● **EXERCISE DIRECTIONS**
Reproduce the records verbatim from their first line through the line containing "[[[209,118],[208,120],[208,121],[216,121],[216,118]]]", including that line, and omit the pictures from the output.
# Start of DATASET RECORDS
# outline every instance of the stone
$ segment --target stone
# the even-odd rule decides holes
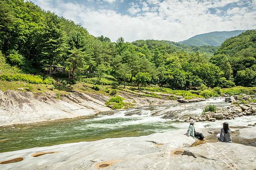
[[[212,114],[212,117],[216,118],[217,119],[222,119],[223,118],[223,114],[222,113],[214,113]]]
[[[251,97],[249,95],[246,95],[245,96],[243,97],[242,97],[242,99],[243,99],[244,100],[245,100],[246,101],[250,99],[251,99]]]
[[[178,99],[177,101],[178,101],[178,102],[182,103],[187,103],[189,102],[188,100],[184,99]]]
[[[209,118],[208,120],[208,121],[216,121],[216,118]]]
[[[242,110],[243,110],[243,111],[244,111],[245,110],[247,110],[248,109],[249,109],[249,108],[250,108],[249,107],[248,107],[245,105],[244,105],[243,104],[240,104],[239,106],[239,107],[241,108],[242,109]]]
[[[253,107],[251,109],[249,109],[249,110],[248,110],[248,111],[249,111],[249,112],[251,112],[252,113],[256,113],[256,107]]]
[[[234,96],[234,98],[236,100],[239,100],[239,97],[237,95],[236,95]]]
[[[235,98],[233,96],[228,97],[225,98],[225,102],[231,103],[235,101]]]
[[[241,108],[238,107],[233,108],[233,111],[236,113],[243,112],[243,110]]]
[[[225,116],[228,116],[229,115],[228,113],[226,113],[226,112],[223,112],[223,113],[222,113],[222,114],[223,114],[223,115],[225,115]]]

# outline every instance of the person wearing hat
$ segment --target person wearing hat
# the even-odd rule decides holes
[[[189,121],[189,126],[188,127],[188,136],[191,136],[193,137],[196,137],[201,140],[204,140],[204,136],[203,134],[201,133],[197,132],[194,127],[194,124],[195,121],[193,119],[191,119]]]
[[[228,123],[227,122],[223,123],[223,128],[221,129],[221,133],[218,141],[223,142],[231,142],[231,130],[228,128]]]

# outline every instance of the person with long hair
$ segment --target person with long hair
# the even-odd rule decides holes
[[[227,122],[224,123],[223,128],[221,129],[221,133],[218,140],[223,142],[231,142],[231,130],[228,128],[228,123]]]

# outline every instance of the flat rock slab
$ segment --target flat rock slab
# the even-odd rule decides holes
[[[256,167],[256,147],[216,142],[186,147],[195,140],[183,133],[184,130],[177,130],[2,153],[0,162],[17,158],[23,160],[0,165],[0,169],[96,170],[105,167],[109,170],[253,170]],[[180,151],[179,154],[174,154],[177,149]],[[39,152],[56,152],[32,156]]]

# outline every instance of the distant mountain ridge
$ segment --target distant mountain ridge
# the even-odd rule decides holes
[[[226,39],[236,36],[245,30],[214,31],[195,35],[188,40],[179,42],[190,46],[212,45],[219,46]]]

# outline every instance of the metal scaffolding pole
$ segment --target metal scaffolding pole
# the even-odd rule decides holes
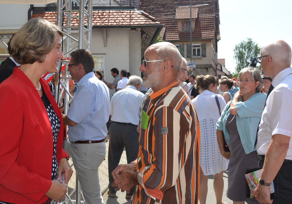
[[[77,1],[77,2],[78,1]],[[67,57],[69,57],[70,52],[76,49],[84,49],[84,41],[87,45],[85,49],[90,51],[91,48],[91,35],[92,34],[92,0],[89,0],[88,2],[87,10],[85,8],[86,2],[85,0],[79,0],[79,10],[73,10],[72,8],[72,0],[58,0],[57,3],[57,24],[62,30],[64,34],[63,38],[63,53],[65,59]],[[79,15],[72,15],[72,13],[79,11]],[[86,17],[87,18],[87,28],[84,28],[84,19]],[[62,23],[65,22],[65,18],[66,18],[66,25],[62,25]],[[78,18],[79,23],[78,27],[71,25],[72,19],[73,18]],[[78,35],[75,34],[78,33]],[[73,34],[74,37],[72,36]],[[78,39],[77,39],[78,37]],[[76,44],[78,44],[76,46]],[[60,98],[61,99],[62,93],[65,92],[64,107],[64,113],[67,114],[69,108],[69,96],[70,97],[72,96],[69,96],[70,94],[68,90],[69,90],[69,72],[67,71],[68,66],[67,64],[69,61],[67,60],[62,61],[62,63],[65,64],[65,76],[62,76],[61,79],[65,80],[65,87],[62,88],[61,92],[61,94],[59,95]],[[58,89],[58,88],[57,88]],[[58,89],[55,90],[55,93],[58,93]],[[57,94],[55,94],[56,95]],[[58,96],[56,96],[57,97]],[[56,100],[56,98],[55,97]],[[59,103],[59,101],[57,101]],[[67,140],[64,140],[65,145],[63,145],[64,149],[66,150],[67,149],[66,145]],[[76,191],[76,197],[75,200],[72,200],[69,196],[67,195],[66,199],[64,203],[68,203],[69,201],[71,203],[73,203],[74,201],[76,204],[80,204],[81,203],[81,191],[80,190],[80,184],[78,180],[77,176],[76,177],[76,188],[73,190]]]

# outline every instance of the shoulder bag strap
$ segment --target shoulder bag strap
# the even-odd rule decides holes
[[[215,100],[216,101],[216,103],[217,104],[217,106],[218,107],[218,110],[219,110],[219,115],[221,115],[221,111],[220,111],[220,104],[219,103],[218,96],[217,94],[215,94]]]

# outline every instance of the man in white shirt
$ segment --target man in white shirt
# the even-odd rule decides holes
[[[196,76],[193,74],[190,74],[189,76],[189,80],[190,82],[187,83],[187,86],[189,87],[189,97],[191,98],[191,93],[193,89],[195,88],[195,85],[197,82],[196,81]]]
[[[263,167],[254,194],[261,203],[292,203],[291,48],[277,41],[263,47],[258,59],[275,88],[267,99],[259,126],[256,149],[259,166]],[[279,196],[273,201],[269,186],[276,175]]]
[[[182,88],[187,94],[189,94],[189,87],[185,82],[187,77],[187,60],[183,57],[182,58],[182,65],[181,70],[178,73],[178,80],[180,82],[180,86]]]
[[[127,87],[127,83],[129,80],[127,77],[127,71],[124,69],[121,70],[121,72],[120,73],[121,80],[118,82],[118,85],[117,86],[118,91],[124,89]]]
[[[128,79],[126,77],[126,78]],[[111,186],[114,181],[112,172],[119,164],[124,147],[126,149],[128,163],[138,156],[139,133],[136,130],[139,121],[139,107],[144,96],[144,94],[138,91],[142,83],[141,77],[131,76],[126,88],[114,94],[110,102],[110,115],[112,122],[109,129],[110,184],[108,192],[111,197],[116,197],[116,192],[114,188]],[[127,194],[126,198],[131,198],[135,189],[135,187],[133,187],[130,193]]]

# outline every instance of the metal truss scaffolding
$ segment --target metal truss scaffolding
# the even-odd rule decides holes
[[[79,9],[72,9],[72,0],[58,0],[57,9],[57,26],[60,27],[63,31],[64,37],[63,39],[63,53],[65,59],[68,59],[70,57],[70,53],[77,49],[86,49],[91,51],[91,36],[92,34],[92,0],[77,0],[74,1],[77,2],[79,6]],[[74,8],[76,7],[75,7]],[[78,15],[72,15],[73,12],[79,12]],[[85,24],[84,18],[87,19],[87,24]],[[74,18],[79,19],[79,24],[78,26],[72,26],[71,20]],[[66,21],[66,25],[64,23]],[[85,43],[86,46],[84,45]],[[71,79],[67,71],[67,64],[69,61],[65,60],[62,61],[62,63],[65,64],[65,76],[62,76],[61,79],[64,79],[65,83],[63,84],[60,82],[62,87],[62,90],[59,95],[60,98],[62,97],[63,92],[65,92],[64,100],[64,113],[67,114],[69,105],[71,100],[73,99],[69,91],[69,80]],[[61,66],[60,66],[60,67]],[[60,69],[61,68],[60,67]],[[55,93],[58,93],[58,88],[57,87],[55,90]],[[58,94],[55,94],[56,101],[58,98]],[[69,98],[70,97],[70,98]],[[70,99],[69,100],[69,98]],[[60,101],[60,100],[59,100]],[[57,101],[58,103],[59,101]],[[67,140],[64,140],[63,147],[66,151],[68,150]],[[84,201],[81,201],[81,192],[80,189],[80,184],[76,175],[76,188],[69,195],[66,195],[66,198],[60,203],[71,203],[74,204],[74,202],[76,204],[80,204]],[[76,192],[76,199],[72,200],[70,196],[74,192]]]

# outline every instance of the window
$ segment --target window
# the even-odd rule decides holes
# End of DATASET RECORDS
● **EXERCISE OUTPUT**
# outline every instance of the stone
$ segment --target stone
# the even-odd rule decides holes
[[[212,114],[212,117],[216,118],[217,119],[222,119],[223,118],[223,114],[222,113],[214,113]]]
[[[251,97],[249,95],[246,95],[245,96],[243,97],[242,97],[242,99],[243,99],[244,100],[245,100],[246,101],[250,99],[251,99]]]
[[[178,99],[177,101],[178,101],[178,102],[182,103],[187,103],[189,102],[188,100],[184,99]]]
[[[209,118],[208,120],[208,121],[216,121],[216,118]]]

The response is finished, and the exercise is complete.